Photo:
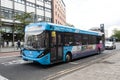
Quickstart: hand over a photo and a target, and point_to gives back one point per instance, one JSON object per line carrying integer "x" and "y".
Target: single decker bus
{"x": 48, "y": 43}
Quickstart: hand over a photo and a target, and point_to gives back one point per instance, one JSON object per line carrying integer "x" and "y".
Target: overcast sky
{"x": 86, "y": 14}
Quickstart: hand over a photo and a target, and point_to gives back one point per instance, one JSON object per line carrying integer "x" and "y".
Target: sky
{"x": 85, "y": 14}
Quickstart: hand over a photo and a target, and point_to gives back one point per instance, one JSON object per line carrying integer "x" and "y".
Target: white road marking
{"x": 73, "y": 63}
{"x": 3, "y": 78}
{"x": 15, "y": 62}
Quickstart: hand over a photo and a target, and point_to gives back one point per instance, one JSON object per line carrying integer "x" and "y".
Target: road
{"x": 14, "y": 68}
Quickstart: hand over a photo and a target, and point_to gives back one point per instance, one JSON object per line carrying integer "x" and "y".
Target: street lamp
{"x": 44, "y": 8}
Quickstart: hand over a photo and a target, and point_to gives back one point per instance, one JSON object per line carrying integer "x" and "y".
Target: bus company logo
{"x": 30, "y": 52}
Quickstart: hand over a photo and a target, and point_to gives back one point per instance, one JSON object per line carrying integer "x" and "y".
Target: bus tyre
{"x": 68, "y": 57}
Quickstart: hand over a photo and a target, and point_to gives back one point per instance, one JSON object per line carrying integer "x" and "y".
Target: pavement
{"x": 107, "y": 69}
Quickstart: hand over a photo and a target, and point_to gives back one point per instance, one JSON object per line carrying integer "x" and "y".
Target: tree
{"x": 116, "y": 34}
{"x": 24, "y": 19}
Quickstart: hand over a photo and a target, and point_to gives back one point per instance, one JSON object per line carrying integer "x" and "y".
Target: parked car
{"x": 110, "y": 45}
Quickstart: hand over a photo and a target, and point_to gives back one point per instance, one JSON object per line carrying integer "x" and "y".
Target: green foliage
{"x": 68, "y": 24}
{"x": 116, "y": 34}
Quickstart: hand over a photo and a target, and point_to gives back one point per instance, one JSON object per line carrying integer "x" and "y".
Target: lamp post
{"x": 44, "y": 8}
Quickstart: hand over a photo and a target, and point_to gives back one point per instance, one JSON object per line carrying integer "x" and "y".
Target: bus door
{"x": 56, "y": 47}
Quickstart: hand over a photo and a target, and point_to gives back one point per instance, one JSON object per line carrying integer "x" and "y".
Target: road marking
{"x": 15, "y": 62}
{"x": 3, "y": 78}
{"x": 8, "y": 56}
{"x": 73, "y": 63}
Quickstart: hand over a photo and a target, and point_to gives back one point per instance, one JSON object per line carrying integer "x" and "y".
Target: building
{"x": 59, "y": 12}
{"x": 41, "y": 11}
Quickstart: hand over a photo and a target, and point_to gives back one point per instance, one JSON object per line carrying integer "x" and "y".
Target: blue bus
◆ ◆ ◆
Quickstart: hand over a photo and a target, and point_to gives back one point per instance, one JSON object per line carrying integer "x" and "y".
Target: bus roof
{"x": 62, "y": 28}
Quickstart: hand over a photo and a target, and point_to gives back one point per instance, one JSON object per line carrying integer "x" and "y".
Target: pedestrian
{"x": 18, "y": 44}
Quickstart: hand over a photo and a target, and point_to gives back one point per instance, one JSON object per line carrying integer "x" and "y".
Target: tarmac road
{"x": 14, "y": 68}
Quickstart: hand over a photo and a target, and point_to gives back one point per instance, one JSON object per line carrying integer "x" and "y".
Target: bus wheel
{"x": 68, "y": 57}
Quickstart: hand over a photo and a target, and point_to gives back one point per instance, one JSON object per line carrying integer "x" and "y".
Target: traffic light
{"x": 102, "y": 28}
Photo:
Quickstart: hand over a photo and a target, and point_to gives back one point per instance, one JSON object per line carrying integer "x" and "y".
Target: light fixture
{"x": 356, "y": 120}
◆ ◆ ◆
- _What to do_:
The range runs from the line with "Target: road marking" up to and including the line with "Target: blue bus" in the listing above; please write out exactly those lines and nothing more.

- _Response_:
Target: road marking
{"x": 15, "y": 62}
{"x": 3, "y": 78}
{"x": 8, "y": 56}
{"x": 73, "y": 63}
Quickstart: hand over a photo and a target, and point_to gives back one point per instance, one JSON object per line carrying integer "x" and "y".
Target: building
{"x": 59, "y": 12}
{"x": 41, "y": 11}
Quickstart: hand over a photo and a target, and point_to gives back one point per instance, one JSON object per line carrying integer "x" and "y".
Target: blue bus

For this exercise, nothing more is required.